-- WORK INSTRUCTIONS --
Copy the entries below in full, keeping them exactly as they are.

----

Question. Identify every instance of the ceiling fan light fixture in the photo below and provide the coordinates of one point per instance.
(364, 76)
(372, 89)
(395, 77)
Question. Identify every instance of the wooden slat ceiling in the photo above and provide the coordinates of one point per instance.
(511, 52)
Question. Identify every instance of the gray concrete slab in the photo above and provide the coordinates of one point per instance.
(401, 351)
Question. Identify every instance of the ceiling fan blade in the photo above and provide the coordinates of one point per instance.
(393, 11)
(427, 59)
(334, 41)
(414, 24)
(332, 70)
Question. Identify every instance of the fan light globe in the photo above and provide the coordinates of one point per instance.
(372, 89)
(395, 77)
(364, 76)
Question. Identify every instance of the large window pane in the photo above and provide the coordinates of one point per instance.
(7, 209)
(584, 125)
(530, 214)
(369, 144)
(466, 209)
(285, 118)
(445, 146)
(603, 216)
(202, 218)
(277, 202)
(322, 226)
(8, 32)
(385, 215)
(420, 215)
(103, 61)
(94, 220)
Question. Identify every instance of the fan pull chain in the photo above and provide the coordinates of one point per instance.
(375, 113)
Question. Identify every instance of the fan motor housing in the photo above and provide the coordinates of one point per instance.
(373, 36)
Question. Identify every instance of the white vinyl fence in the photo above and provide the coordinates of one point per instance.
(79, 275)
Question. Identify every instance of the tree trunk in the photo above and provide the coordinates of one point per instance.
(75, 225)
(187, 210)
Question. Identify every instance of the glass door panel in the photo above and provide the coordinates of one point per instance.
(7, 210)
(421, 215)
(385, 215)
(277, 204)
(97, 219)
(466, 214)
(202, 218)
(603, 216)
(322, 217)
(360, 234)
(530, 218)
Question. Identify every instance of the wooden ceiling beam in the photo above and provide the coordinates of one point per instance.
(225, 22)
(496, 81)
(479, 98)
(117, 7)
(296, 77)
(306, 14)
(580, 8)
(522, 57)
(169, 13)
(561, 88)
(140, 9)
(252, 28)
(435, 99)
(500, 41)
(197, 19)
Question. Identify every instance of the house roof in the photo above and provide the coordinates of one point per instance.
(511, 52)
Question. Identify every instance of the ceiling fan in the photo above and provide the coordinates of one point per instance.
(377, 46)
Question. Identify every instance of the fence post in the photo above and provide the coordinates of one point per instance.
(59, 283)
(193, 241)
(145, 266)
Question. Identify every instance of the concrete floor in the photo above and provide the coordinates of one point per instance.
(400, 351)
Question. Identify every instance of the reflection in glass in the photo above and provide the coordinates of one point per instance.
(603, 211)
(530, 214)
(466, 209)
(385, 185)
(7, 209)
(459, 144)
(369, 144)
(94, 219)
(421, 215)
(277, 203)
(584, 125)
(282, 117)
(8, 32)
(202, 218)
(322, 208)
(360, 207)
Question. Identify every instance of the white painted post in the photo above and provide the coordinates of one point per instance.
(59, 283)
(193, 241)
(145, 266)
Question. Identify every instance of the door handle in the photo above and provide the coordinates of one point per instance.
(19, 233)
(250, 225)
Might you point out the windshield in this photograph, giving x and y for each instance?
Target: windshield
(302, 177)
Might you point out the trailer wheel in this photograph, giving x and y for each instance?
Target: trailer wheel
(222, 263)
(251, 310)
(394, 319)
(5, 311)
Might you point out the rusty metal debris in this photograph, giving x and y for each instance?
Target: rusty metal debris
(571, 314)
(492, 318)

----

-- TASK ANSWER --
Question. Identify every instance of the ceiling fan light fixture in the photo below and provide the coordinates of one point per instance.
(364, 76)
(372, 89)
(395, 77)
Question. Identify every instance of the wooden slat ceiling in the photo above and provide the coordinates of one point per instance.
(511, 52)
Question. Identify every instance of the gray concrete slab in the photo above and provide the coordinates of one point per instance.
(401, 351)
Question. Identify every instance of the ceiling fan blade in the photo above and provide the coordinates of one point per instance.
(393, 11)
(427, 59)
(334, 41)
(414, 24)
(332, 70)
Question. Identify every instance of the fan light globe in the photo above and provide the coordinates of one point per instance.
(372, 89)
(395, 77)
(364, 76)
Question. Identify every instance of the large window pane in the photo above and provide the coordinates of one point per instance.
(7, 209)
(584, 125)
(530, 214)
(369, 144)
(466, 209)
(285, 118)
(445, 146)
(603, 216)
(202, 218)
(277, 202)
(322, 226)
(8, 32)
(385, 215)
(420, 215)
(103, 61)
(94, 220)
Question. Identify every instance of the fan pull chain in the photo above and provide the coordinates of one point per instance.
(375, 113)
Question. Identify every instance of the fan motor housing in the photo above and provide the coordinates of one point per instance.
(373, 36)
Question. Identify every instance of the white vinyl fence in the photo above and provide the coordinates of one point per instance.
(79, 275)
Question. Identify every instance of the tree trunk in the photo above and provide the coordinates of one point per instance.
(75, 225)
(187, 210)
Question. Identify every instance of the glass door panel in the photo above and provide the coordinates of one point per instance.
(7, 210)
(421, 215)
(385, 215)
(277, 204)
(97, 219)
(466, 214)
(202, 218)
(603, 216)
(322, 217)
(360, 234)
(530, 218)
Question. Identify every instance of the wooden ceiling beam in the photo above and provide the coordinates of one point per instance.
(225, 22)
(496, 81)
(479, 98)
(117, 7)
(296, 77)
(306, 14)
(580, 8)
(522, 57)
(169, 13)
(561, 88)
(140, 9)
(252, 28)
(435, 99)
(500, 41)
(197, 19)
Question. Identify every instance of the house roof in the photo above and provide the coordinates of one point per instance.
(511, 52)
Question. Identify every instance of the ceiling fan in the photo above and provide the coordinates of one point per instance.
(377, 46)
Question. Identify every instance of the fence post in the photo above and provide the coordinates of one point per instance.
(59, 283)
(193, 241)
(145, 266)
Question. Identify every instance of the concrete floor in the photo above and provide the coordinates of one point per instance.
(400, 351)
Question. Identify every instance of the reflection in glass in the photo above and provide the coordinates of one point per instance.
(603, 211)
(530, 214)
(466, 209)
(385, 185)
(7, 209)
(459, 144)
(369, 144)
(94, 219)
(421, 215)
(277, 203)
(584, 125)
(282, 117)
(8, 32)
(202, 218)
(322, 208)
(360, 207)
Question. Identify every instance of the white painted post in the photo above and provide the coordinates of one point per instance.
(59, 283)
(193, 241)
(145, 266)
Question. Identify every instance of the door handle in the photo above and provide the coordinates of one point per instance.
(19, 233)
(250, 225)
Might you point out the windshield in this photograph, giving x and y for each instance?
Target: windshield
(302, 177)
Might you point out the trailer wheel in this photograph, giving x and y for each instance?
Target: trailer wheel
(222, 263)
(251, 310)
(394, 319)
(5, 311)
Might you point out the rusty metal debris in this photograph, giving x and y for each instance?
Target: rusty metal debris
(571, 314)
(492, 318)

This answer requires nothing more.